> **Document segment**:
***

All local colleges and universities have in place anti-alcohol-abuse policies that include education and counseling programs, as well as disciplinary measures such as probation and suspension.
Like F&M, Millersville has been fine-tuning its approach.
School officials discussed alcohol-related issues Thursday during a first-ever meeting with local police chiefs, said Aminta Hawkins Breaux, vice president for student affairs.
The school is trying to enhance its town-and-gown relationship, according to Breaux.
MU disciplines resident students who imbibe illegally as well as those who drink and raise a ruckus off campus, she said.
The school maintains its own police force, Breaux added, and officers are required to prosecute student violators through the judicial system.
This year for the first time, Breaux said, the university is notifying parents immediately by phone when a student gets into trouble.
Still, she added, teaching students the pitfalls of intoxication remains the top priority.
A campus coalition that helps problem drinkers and drug abusers began about a year ago, Breaux said.
She added that a very small percentage of MU students fall into those categories but did not specify a number.
The school's three-year-old Choices orientation program gives freshmen the low-down on alcohol, Breaux said. Refreshers are available throughout their college careers.
"We want to disabuse students of that 'Animal House' mentality that everyone is having toga parties and that's what college is like."
The message might be sinking in, though it's taken years.
Some studies by higher education interests and the government indicate that student binge drinking increased from 1985 through 2005 then tapered off, Trachte said.
Seeming to confirm the downward curve at F&M are annual student surveys conducted by Jack Heller, associate professor of psychology, and Christine Conway, clinical director of counseling services.
In those samples, Trachte said, the percentage of students reporting "high-risk" drinking behavior peaked in 2003 at 20 percent and has since declined to 11 percent.
The ratio of self-described nondrinkers expanded from 20 to about 23 percent, Trachte said.
F&M defines high-risk individuals as those who consume 20 or more drinks a week.
Trachte said male students at F&M and other colleges typically drink two or three times as much alcohol per week as females.
While the Greek system includes plenty of moderate drinkers, he added, fraternity members are "disproportionately" represented in the high-risk drinking group.
Trachte said F&M shut down Greek-system socials this semester because the frats have not adequately screened out underage drinkers at their functions, among other complaints.

***

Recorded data
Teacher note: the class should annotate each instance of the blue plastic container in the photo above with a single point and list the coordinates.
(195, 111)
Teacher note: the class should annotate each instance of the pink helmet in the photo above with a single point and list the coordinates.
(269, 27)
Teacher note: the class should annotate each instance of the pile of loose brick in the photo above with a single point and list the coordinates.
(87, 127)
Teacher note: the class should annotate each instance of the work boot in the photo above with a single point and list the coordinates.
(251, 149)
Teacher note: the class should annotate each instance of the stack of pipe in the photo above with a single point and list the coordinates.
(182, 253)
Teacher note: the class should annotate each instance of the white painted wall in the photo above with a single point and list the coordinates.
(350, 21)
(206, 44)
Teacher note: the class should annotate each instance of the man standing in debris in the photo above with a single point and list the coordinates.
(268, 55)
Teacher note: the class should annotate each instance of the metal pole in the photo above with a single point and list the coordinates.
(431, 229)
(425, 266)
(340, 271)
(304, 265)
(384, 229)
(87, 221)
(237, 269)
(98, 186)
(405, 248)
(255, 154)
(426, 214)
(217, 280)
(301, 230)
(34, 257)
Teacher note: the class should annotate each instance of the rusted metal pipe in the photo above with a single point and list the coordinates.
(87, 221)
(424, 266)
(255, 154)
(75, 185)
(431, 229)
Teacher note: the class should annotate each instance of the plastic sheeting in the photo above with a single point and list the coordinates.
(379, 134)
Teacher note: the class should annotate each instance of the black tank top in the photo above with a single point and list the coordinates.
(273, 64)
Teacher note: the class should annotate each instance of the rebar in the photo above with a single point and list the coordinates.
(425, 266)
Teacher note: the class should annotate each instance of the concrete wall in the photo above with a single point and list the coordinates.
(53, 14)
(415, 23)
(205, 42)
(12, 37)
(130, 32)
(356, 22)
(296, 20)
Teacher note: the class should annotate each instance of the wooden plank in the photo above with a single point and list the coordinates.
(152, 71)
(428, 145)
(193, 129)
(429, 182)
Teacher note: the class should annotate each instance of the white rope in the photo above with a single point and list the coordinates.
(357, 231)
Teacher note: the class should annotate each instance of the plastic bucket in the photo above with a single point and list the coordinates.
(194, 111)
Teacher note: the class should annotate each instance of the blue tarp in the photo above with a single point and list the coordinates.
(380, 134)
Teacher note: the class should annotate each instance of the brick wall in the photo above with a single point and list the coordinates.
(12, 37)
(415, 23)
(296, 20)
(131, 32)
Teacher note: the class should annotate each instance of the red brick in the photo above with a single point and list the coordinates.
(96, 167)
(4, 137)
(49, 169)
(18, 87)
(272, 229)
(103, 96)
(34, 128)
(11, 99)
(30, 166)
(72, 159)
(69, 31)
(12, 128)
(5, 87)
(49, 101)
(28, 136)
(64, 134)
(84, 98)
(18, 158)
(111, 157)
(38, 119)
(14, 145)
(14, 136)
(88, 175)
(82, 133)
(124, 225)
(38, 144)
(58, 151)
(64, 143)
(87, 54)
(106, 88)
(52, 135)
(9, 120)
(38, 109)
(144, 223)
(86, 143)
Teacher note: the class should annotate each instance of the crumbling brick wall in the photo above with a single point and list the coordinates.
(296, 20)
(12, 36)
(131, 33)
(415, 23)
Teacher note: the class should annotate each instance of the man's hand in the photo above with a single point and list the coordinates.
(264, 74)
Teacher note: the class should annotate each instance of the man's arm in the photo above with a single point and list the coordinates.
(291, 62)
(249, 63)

***

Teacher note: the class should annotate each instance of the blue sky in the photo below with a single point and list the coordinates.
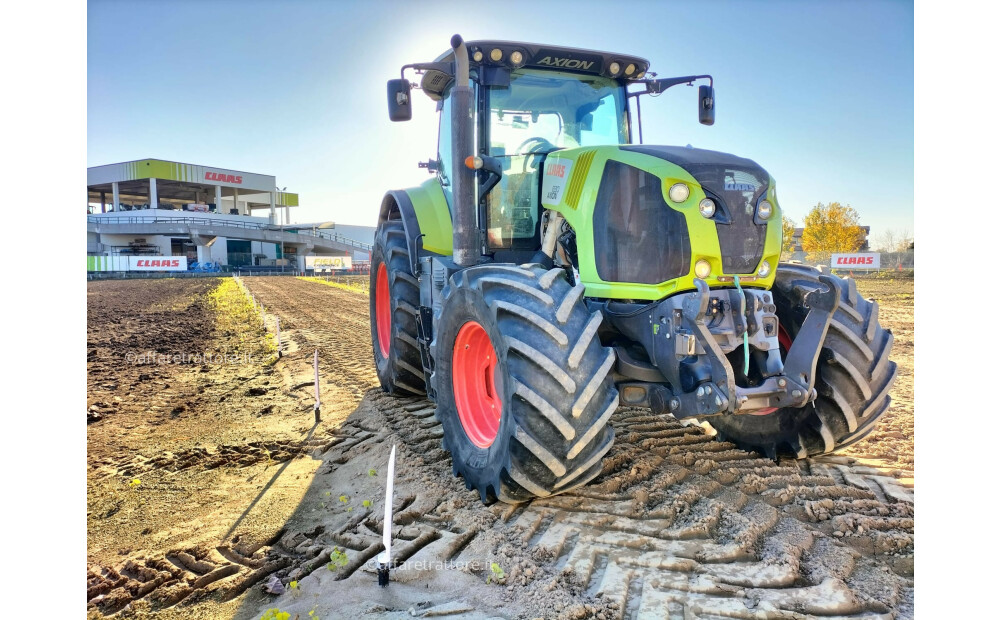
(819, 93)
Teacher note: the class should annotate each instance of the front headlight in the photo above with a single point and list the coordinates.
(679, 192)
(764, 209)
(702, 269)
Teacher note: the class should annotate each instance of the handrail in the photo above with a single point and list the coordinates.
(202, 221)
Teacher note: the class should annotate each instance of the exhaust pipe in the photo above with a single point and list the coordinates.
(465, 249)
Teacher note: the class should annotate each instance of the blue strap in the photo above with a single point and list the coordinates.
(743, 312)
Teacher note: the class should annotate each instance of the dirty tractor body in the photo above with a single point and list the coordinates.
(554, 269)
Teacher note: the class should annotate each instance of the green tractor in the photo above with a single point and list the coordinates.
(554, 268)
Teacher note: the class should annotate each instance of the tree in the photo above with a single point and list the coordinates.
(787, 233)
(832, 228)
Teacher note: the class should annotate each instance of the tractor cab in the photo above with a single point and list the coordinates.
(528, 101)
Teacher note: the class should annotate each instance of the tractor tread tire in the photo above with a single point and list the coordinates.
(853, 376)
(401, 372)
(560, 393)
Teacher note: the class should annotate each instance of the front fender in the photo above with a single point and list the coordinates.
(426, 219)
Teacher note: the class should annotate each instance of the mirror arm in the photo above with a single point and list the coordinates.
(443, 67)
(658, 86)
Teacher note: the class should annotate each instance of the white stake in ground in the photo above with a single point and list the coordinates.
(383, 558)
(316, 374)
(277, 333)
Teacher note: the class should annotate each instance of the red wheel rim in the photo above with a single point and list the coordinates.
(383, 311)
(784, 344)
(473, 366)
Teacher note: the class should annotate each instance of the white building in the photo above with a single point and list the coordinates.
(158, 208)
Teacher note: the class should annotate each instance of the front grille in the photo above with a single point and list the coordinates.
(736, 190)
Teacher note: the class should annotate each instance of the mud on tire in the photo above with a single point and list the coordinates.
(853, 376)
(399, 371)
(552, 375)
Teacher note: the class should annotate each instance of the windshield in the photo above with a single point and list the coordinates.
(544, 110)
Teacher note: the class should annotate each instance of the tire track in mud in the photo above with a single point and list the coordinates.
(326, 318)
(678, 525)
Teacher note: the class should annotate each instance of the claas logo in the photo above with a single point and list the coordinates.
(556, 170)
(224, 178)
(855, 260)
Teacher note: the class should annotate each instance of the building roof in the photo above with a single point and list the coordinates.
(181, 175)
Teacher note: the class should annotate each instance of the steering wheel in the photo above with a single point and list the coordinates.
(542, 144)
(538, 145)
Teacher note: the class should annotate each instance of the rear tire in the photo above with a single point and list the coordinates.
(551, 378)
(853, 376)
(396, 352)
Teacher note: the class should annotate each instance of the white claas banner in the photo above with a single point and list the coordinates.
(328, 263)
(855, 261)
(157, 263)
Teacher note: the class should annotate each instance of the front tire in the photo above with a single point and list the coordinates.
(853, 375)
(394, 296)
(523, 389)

***

> **Task brief**: Using the article on college drinking, mark each statement yes or no and quote the words that decide it: (a) Millersville now phones parents immediately when a student gets into trouble; (b) the share of F&M students reporting high-risk drinking peaked in 2005; (c) F&M counts students who have 20 or more drinks a week as high-risk. Work only from the article on college drinking.

> **Output**:
(a) Yes: "the university is notifying parents immediately by phone when a student gets into trouble."
(b) No: "peaked in 2003 at 20 percent."
(c) Yes: "F&M defines high-risk individuals as those who consume 20 or more drinks a week."